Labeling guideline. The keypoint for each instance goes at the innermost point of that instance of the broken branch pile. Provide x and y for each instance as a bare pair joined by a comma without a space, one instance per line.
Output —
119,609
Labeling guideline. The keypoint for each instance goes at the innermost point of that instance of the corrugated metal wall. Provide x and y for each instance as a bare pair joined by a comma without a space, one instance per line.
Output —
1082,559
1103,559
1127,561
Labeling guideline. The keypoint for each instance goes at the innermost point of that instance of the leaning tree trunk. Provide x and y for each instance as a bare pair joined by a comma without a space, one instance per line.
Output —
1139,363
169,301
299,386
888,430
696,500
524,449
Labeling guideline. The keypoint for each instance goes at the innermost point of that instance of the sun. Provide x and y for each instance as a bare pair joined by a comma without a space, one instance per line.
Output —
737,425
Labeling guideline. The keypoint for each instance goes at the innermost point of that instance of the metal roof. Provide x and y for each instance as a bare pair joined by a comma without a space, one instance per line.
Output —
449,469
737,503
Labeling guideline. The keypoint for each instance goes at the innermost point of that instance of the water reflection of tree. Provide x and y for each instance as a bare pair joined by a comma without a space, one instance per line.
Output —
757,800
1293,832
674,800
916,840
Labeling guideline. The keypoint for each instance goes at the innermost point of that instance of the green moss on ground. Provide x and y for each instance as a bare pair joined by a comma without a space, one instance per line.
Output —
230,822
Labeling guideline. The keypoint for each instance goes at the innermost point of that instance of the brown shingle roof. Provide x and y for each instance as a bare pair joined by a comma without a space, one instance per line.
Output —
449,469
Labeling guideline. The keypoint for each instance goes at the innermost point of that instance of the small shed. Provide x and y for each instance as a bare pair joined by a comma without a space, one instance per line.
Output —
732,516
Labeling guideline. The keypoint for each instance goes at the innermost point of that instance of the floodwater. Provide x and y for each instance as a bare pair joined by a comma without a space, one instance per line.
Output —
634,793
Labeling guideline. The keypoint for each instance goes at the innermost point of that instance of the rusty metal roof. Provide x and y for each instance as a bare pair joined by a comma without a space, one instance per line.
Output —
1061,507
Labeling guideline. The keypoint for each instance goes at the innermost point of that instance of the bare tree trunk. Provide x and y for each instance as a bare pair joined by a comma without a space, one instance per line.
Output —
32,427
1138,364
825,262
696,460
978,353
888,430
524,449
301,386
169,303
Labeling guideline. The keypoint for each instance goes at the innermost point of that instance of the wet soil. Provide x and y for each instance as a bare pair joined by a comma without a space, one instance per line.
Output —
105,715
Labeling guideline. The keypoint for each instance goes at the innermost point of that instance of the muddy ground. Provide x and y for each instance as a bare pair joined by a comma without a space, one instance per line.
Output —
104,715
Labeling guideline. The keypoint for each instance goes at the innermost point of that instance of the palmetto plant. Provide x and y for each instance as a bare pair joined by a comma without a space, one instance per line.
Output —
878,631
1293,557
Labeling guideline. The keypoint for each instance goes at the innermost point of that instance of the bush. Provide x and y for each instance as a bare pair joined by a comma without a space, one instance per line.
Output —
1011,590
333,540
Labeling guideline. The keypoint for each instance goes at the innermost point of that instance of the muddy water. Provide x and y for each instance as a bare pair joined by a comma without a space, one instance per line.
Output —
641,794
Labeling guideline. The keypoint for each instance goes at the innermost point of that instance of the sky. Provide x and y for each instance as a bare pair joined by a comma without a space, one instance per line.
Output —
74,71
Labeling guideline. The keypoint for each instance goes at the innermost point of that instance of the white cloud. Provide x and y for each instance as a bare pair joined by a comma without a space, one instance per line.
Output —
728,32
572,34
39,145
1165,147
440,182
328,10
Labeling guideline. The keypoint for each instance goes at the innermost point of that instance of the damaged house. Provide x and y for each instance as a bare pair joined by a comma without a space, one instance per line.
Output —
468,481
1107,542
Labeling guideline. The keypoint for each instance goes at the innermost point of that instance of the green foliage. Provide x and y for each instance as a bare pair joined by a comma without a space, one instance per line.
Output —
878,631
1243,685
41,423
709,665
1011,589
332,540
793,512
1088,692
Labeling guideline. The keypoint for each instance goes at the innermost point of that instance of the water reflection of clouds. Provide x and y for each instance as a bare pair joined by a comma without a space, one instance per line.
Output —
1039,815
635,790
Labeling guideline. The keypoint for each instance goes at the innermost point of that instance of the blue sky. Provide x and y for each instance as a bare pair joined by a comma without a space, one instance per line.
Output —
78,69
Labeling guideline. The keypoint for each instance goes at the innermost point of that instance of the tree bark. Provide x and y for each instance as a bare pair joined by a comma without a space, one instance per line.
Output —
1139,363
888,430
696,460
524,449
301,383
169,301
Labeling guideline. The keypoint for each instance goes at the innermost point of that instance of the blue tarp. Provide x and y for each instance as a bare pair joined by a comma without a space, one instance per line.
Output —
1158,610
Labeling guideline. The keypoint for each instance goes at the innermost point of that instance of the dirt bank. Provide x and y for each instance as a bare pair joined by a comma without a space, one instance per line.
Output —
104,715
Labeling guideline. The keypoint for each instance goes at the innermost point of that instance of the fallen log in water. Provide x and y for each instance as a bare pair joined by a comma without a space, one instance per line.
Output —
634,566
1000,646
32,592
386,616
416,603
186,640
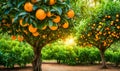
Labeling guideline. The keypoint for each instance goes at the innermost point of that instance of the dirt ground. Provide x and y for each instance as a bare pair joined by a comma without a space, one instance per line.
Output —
61,67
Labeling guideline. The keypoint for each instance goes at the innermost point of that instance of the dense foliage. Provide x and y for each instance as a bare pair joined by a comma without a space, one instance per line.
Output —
14,52
38,22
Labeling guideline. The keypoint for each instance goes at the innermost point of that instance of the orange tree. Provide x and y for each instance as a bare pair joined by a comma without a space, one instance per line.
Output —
37,22
102,29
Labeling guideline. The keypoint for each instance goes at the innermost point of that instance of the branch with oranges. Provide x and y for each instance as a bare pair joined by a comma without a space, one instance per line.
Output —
31,17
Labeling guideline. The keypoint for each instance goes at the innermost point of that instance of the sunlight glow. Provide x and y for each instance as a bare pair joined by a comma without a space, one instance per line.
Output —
70,41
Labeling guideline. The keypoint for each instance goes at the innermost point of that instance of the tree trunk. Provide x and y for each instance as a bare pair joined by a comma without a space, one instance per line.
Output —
37,59
104,66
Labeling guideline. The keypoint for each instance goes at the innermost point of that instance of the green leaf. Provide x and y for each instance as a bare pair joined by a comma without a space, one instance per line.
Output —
58,9
23,13
50,23
18,6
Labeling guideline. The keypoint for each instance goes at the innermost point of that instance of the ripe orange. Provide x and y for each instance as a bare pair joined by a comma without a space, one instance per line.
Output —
52,2
65,25
57,19
25,31
20,38
32,29
40,14
13,37
35,34
34,1
21,23
53,28
70,14
108,16
28,7
118,27
117,20
44,27
49,14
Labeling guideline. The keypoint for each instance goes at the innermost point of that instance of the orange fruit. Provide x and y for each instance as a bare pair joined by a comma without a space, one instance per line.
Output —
53,28
70,14
117,15
44,27
25,31
49,14
52,2
28,7
118,27
65,25
112,22
32,29
21,23
35,34
13,37
40,14
20,38
117,20
34,1
57,19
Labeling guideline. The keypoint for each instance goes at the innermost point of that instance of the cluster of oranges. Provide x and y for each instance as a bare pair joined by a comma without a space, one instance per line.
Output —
104,32
41,14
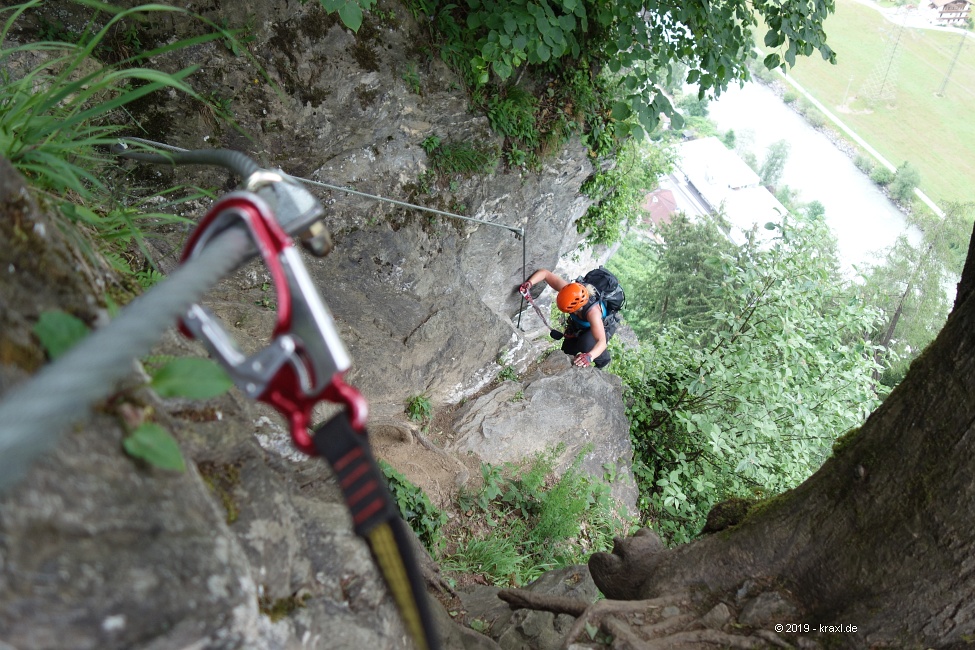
....
Return, word for word, the part of the records that opens with the line containing "of the ripe" and closes with the last line of the records. Leave the pictures out.

Labeling guideline. The keypoint for each instance goes at the innermost point of that instance of the ripe orange. Provide x and y for each instance as a bare pair joined by a comma without a space, one instance per line.
Output —
52,2
65,25
57,19
25,31
20,38
32,29
40,14
13,37
35,34
34,1
21,23
53,28
70,14
108,16
28,7
118,27
117,20
44,27
49,14
Labeling guideline. The keypoint for each instance goes at the innermost point of that instance of the orange fruit. Provide x and y for each instance as a bare pair joined by a comma without a space, one instance per line.
Output —
53,28
70,14
117,15
44,27
25,31
49,14
52,2
28,7
118,27
65,25
112,22
32,29
21,23
35,34
13,37
40,14
20,38
117,20
34,1
57,19
Labeling guideline. The keypoint for each instance goes at the innermost point of that instance of the cluster of oranges. Provide x and y for each instance as a bare pair joined by a comma without a space, one instance per line.
Output —
104,32
41,14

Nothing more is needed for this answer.